Исходный текст —

------------------------------------------------------------------------

Когда это случилось, она с маленьким сыном Вадимом и дочерью Ольгой, у которой уже был ребенок, жила в Жиздре – маленьком городке тогда Смоленской области, выбранном заботливым НКВД для ее ссылки без права изменения места жительства. К тому времени Оля уже закончила педагогический техникум и преподавала немецкий язык, что в какой-то степени помогло им выжить. Когда наши войска освободили Жиздру, мама писала множество запросов во все инстанции, но получала один ответ, что о “судьбе ваших родственников известий не имеется”. И только в 45-м, вскоре после Победы, из Смоленска пришло письмо от самой тети Тани. Мы с мамой тут же выехали в Смоленск.

И я увидел разрушенный почти до основания город моего первого вздоха. Разбитые и взорванные дома, исчезнувшие улицы, руины кварталов, в которых мне до сей поры чудился запах трупов и взрывчатки. И над всем этим возвышался не тронутый ни единой бомбой Успенский собор, в котором шли службы. Я не мистик и тем не менее не мог не признать, что здесь не обошлось без какого-то чуда. В центре города уцелело самое высокое здание, отличный ориентир для бомбежек как германских, так и наших самолетов, и – ни одной бомбы не попало в него, хотя рядом было решительно все сметено с лица земли.

------------------------------------------------------------------------

Задания и упражнения —
A - Назовите всех людей, которые упомянуты в исходном тексте по имени.
B - Ответьте по исходному тексту на вопросы:
(i) Какой язык преподавала Оля?
(ii) Из какого города в 45-м году пришло письмо от тети Тани?
(iii) Какое здание возвышалось над разрушенным городом и не было тронуто ни одной бомбой?
C - Перепишите из исходного текста отрывок, который начинается словами «И я увидел разрушенный» и заканчивается словами «с лица земли.».

------------------------------------------------------------------------

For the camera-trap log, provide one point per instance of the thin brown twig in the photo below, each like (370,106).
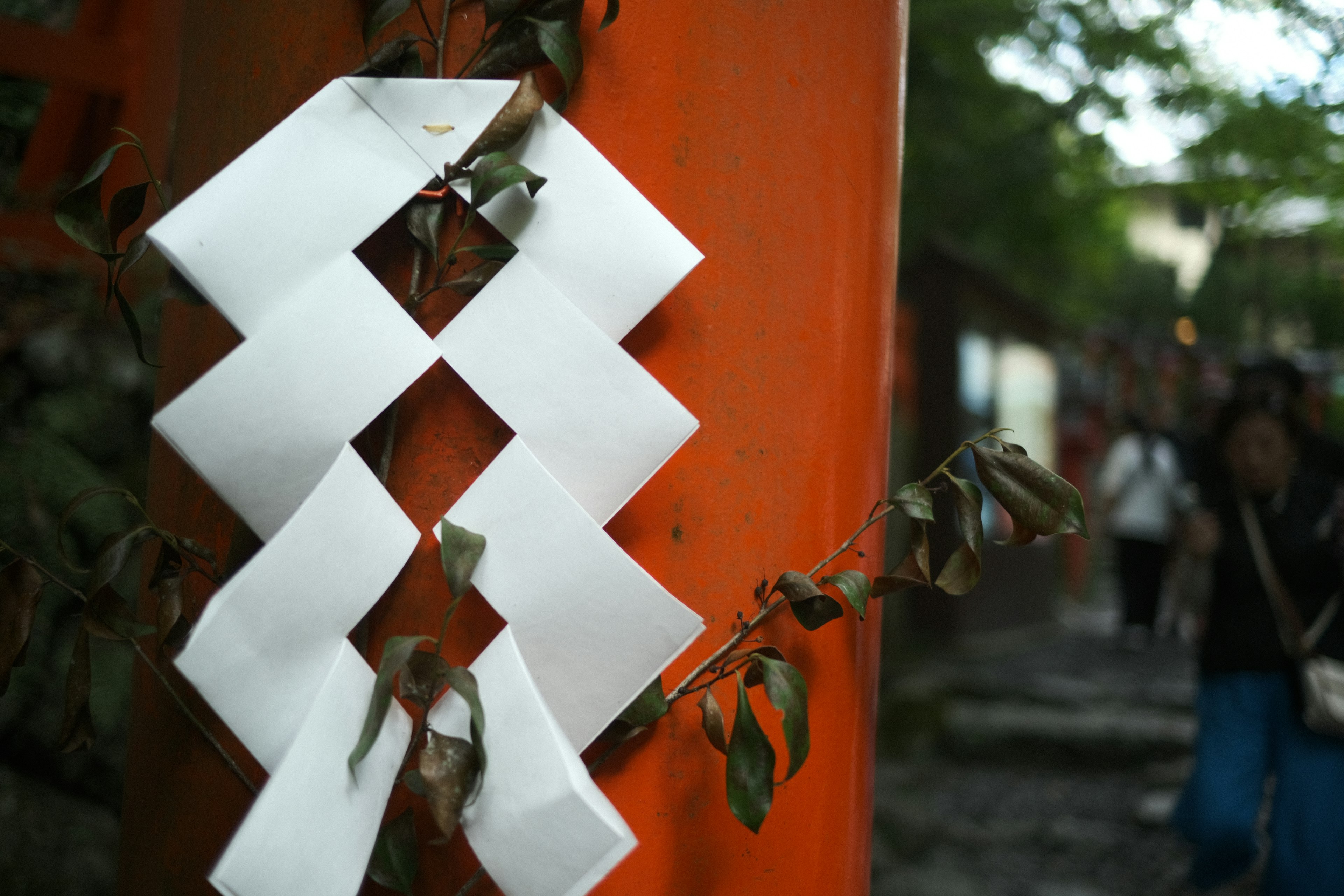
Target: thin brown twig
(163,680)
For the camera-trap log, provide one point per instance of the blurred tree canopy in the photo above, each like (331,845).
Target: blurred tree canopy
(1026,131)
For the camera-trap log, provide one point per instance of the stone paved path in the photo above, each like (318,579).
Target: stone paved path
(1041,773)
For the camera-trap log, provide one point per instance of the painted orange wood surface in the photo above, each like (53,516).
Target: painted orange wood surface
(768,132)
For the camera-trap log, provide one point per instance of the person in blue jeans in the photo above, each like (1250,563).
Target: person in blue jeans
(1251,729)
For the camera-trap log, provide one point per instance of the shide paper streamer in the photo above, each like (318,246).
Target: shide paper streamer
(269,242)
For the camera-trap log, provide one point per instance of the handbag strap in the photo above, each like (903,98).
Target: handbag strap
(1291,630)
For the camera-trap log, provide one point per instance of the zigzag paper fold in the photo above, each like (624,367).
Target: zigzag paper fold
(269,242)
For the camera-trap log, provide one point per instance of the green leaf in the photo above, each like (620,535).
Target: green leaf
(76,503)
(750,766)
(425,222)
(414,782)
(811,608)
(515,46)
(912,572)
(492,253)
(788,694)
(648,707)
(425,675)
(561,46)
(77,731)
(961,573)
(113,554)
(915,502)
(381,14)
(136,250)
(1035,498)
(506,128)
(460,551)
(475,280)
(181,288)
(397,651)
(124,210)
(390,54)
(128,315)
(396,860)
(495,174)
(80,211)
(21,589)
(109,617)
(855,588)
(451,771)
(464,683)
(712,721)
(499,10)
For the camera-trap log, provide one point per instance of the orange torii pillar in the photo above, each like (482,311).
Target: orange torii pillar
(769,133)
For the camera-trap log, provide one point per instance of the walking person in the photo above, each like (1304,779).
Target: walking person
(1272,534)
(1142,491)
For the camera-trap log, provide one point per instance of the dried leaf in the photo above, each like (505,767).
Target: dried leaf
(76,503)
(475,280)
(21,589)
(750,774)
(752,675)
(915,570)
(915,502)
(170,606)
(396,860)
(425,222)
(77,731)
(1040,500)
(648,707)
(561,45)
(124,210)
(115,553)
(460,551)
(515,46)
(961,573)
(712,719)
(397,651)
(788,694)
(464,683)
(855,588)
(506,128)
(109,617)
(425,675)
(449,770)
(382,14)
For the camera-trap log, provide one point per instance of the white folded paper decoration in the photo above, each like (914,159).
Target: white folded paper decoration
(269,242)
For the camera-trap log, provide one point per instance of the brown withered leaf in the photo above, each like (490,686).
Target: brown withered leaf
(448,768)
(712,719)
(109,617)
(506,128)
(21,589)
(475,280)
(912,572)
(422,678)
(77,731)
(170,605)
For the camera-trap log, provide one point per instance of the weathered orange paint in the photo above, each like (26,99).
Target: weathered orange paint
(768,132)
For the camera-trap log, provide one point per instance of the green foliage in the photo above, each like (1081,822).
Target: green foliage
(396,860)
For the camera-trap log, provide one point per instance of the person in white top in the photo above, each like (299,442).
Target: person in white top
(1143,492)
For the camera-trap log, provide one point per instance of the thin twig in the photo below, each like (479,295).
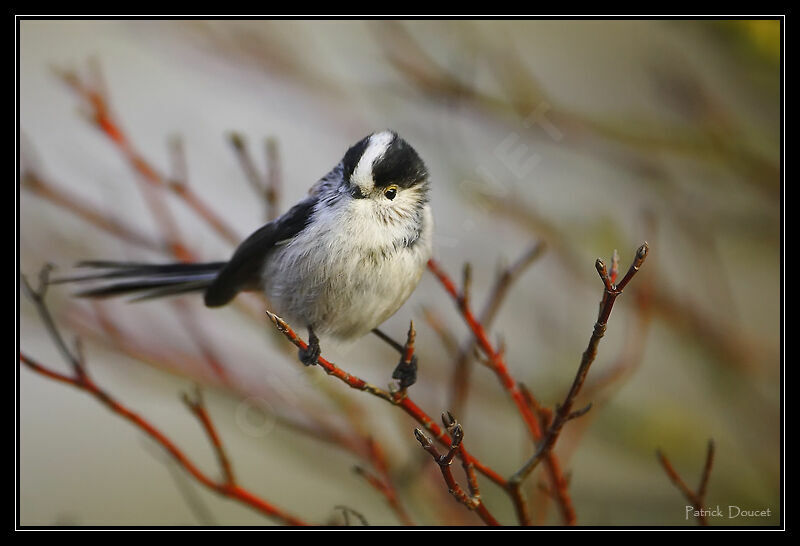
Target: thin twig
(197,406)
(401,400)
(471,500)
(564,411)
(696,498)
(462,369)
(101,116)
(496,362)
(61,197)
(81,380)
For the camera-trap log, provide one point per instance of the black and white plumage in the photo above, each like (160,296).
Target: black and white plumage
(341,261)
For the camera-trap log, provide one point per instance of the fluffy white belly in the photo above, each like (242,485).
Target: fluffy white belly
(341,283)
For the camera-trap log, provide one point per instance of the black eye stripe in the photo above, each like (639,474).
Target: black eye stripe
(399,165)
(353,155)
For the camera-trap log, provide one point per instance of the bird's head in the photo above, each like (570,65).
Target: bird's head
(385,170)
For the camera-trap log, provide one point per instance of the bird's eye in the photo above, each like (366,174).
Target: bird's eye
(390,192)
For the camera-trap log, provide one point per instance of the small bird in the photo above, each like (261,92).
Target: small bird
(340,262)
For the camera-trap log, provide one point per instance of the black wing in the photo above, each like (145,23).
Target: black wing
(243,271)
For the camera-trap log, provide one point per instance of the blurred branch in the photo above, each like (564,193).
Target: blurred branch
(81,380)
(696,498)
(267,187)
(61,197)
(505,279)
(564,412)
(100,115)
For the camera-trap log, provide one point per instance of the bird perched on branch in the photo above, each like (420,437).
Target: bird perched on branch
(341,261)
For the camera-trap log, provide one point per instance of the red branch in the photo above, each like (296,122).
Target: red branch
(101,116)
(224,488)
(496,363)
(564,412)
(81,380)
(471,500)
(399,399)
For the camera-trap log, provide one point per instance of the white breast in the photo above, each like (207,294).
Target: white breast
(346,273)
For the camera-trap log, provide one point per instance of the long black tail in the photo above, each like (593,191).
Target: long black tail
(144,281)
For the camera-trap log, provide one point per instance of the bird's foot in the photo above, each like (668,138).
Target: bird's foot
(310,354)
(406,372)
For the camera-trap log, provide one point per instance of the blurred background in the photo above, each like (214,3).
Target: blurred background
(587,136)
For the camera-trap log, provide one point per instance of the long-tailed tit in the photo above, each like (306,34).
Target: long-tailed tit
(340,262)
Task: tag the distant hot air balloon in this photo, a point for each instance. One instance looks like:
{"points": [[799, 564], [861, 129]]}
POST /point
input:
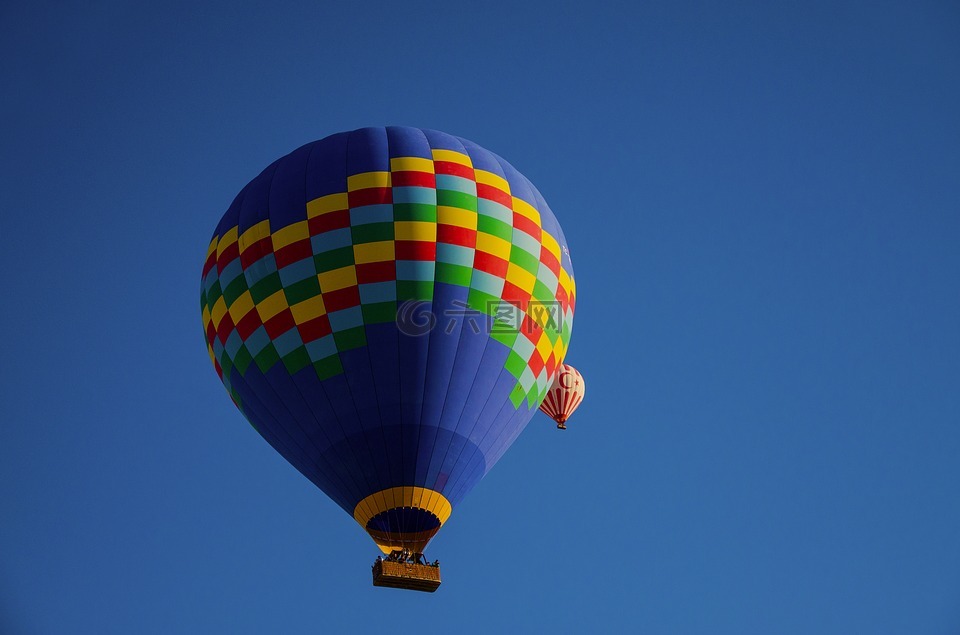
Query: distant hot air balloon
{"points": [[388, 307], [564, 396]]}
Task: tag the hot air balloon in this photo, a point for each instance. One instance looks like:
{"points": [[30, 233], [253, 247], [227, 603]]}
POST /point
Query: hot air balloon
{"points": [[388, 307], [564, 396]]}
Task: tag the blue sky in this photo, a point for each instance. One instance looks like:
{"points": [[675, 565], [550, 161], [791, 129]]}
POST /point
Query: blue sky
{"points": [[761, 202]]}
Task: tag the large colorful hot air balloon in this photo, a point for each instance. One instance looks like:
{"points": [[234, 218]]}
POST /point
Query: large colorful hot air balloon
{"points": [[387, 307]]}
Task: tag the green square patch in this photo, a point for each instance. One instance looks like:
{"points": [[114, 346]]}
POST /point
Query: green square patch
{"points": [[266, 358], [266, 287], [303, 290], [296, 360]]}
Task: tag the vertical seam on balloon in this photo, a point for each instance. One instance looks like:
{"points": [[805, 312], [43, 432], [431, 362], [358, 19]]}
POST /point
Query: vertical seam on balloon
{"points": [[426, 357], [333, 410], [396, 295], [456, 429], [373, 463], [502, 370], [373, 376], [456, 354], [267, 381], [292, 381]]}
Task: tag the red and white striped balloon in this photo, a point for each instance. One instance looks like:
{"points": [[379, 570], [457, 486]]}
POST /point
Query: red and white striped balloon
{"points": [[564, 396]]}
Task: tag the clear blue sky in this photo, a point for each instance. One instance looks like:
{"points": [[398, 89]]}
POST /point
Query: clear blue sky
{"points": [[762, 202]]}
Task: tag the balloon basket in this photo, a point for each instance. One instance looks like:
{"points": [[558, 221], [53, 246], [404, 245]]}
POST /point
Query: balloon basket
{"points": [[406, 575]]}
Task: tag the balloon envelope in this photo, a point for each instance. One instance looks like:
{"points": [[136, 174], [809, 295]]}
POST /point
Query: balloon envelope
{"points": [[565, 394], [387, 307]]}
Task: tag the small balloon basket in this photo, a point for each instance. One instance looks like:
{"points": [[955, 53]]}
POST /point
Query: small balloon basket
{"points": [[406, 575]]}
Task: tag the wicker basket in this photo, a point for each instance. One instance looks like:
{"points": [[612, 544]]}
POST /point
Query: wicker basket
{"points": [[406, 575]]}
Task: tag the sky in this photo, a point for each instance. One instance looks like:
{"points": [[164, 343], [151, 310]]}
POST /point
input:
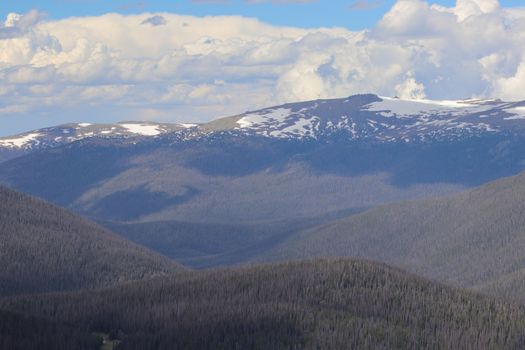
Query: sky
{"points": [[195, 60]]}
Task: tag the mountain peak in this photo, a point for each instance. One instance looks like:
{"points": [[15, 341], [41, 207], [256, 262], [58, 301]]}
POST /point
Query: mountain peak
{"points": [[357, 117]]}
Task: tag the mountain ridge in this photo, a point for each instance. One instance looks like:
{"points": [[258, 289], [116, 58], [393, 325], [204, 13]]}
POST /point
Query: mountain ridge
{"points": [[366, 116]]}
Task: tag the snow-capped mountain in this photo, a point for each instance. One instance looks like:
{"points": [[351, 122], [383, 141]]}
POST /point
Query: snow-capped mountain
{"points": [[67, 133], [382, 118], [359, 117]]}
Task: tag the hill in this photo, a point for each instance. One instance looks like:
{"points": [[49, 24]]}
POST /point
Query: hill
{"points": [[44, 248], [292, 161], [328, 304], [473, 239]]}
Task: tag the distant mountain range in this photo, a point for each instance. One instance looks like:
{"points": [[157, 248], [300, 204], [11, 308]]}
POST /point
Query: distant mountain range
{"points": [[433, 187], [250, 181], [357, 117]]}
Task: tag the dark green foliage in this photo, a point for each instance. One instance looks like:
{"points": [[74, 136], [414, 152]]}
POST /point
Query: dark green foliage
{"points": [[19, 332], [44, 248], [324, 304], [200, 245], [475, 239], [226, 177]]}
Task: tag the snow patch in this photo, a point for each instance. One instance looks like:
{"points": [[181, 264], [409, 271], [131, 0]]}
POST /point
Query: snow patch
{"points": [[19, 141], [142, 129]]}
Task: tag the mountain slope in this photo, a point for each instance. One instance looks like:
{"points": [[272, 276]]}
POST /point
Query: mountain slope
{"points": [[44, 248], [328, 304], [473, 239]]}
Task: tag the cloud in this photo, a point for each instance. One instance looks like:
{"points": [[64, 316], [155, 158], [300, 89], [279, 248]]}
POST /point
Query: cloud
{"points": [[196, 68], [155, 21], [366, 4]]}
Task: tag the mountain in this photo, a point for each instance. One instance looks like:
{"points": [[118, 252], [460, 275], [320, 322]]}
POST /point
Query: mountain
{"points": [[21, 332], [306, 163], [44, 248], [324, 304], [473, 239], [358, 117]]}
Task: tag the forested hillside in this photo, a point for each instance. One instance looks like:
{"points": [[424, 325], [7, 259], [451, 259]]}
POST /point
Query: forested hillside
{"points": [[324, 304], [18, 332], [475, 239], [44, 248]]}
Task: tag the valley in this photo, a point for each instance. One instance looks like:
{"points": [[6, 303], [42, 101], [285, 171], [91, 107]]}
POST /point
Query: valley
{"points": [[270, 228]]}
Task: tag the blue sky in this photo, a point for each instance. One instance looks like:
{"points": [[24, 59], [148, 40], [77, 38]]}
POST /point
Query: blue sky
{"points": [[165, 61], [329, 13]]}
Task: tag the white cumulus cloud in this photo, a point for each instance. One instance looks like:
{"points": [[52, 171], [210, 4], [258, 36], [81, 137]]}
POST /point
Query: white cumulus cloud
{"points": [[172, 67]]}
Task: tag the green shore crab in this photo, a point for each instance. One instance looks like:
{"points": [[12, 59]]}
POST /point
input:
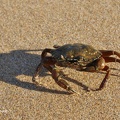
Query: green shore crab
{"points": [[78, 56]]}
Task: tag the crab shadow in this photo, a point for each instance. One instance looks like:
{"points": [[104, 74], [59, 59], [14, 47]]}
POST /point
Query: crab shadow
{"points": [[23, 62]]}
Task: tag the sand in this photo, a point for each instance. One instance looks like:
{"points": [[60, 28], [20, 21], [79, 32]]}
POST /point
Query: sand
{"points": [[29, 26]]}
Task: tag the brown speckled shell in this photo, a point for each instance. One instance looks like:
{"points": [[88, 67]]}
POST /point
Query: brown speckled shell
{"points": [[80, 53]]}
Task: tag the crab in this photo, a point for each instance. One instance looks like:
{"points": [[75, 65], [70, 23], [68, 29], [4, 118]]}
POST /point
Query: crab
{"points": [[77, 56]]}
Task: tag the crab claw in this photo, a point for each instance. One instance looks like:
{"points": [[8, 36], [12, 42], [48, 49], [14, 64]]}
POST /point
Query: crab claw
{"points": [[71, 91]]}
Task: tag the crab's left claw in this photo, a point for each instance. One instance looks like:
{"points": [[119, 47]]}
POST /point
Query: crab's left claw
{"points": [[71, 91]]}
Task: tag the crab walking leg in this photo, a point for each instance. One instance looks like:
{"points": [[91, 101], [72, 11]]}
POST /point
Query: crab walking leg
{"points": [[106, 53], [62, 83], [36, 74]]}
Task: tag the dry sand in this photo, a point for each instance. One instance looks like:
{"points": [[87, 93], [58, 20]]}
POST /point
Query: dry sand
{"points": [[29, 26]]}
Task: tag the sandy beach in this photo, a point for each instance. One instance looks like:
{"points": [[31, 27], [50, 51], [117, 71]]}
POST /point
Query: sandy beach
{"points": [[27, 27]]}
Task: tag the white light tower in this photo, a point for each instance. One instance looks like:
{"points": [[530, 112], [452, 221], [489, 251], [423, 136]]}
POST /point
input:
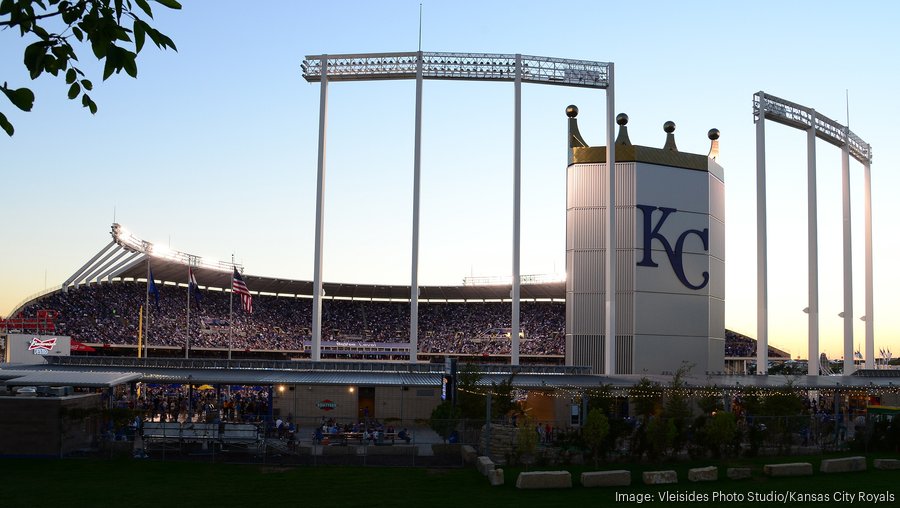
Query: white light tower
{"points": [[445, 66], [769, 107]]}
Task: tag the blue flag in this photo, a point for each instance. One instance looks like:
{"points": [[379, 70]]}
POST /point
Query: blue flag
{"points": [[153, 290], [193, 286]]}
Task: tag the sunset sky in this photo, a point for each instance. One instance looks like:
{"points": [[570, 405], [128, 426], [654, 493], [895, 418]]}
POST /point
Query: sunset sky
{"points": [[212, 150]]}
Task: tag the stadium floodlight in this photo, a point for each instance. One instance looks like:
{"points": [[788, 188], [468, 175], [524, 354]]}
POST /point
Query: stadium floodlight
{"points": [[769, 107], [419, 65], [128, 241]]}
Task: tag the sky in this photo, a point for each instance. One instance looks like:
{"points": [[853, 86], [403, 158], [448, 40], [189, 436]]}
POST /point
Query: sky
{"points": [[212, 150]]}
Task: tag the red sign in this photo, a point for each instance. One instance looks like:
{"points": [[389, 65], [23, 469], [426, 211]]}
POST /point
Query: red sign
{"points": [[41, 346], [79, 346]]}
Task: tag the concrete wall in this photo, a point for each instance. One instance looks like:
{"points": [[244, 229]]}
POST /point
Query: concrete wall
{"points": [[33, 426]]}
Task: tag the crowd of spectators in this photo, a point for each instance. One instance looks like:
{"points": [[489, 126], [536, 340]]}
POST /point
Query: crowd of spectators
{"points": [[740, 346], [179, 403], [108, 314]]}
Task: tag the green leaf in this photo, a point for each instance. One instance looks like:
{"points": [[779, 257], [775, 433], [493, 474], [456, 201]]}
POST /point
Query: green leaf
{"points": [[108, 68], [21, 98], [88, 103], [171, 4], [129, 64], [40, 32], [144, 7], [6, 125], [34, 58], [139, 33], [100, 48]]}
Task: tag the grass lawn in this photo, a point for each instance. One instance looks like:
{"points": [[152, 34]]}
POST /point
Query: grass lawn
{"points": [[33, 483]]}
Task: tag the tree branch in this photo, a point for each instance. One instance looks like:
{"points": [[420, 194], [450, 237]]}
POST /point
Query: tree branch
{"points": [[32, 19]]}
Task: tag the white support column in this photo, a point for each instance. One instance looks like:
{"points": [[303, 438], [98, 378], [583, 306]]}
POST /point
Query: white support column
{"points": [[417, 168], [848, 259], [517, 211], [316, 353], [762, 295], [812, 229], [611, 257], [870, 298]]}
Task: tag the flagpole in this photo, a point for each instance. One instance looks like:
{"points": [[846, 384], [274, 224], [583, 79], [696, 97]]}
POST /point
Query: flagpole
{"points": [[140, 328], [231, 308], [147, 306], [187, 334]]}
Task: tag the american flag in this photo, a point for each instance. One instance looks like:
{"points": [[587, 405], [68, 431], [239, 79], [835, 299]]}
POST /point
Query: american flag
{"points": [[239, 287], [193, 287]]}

------------------------------------------------------------------------

Ответы к заданиям —
A - Вадим, Ольга (Оля), тетя Таня.

B -
(i) Немецкий.
(ii) Из Смоленска.
(iii) Успенский собор.

C -
И я увидел разрушенный почти до основания город моего первого вздоха. Разбитые и взорванные дома, исчезнувшие улицы, руины кварталов, в которых мне до сей поры чудился запах трупов и взрывчатки. И над всем этим возвышался не тронутый ни единой бомбой Успенский собор, в котором шли службы. Я не мистик и тем не менее не мог не признать, что здесь не обошлось без какого-то чуда. В центре города уцелело самое высокое здание, отличный ориентир для бомбежек как германских, так и наших самолетов, и – ни одной бомбы не попало в него, хотя рядом было решительно все сметено с лица земли.